• _WHAT YOU HAVE TO DO_
Collect each line below that contains the word "boat". Case counts.

[Extracted records]

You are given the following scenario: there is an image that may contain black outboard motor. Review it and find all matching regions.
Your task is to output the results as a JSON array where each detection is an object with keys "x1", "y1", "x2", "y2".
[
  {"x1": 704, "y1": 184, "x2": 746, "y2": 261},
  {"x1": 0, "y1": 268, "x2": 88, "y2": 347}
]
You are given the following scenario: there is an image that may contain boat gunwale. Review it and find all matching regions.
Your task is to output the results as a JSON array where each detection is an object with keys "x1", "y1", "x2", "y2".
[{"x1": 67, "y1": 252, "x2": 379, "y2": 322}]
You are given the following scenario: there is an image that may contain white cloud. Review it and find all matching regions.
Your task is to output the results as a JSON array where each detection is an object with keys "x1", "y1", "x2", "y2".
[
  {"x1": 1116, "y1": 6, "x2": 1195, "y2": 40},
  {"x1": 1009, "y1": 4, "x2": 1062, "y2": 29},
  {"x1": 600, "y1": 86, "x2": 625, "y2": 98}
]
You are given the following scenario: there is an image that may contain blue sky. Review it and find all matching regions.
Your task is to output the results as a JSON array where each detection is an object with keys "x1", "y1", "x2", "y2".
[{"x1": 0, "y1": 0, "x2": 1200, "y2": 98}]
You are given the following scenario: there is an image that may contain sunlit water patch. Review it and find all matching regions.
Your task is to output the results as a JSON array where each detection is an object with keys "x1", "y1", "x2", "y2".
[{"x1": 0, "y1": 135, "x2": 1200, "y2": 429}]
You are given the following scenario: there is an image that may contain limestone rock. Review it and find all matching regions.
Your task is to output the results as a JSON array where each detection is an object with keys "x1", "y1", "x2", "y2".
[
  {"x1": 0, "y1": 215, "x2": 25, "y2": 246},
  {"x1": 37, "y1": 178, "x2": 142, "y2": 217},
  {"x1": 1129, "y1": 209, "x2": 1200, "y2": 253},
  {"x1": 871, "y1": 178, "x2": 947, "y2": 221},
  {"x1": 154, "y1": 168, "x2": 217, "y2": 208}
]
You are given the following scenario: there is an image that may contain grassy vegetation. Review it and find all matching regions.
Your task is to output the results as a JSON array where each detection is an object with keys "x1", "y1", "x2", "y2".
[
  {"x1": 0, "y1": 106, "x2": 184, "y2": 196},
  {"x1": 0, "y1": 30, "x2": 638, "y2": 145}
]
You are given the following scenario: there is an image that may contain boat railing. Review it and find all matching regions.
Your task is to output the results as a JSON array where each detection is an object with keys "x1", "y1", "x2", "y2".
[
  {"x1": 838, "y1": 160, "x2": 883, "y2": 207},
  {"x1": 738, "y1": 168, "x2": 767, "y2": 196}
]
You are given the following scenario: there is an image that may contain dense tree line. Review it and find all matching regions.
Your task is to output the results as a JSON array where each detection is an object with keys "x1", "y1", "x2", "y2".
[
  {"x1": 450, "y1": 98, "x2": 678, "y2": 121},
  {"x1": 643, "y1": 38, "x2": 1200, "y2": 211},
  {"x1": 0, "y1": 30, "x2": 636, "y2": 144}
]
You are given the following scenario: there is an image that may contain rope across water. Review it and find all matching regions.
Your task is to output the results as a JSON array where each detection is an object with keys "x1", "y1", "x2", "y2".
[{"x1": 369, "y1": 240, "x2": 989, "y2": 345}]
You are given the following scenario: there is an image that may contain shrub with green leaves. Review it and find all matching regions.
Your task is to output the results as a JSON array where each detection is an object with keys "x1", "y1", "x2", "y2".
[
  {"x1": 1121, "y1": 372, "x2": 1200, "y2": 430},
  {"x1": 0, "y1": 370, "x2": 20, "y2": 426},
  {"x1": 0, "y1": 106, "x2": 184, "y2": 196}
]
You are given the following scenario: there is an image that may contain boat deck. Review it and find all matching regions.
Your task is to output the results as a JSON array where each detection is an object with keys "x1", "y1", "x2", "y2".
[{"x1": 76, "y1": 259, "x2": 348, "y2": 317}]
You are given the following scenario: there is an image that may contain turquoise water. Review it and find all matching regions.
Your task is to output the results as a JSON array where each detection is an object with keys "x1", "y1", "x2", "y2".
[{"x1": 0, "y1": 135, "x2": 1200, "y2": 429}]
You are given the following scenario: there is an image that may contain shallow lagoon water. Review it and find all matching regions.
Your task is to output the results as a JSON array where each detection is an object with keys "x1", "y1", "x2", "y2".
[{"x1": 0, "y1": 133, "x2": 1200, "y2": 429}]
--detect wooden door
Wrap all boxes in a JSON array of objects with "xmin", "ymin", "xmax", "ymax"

• _ANSWER FOR THE TASK_
You are given the following scenario: there is an image that may contain boat gunwale. Review it and find all matching regions.
You are given the following scenario: there is an image that may contain boat railing. Review it and find all matching regions.
You are given the following scenario: there is an image that may contain boat deck. Review it and find all matching regions.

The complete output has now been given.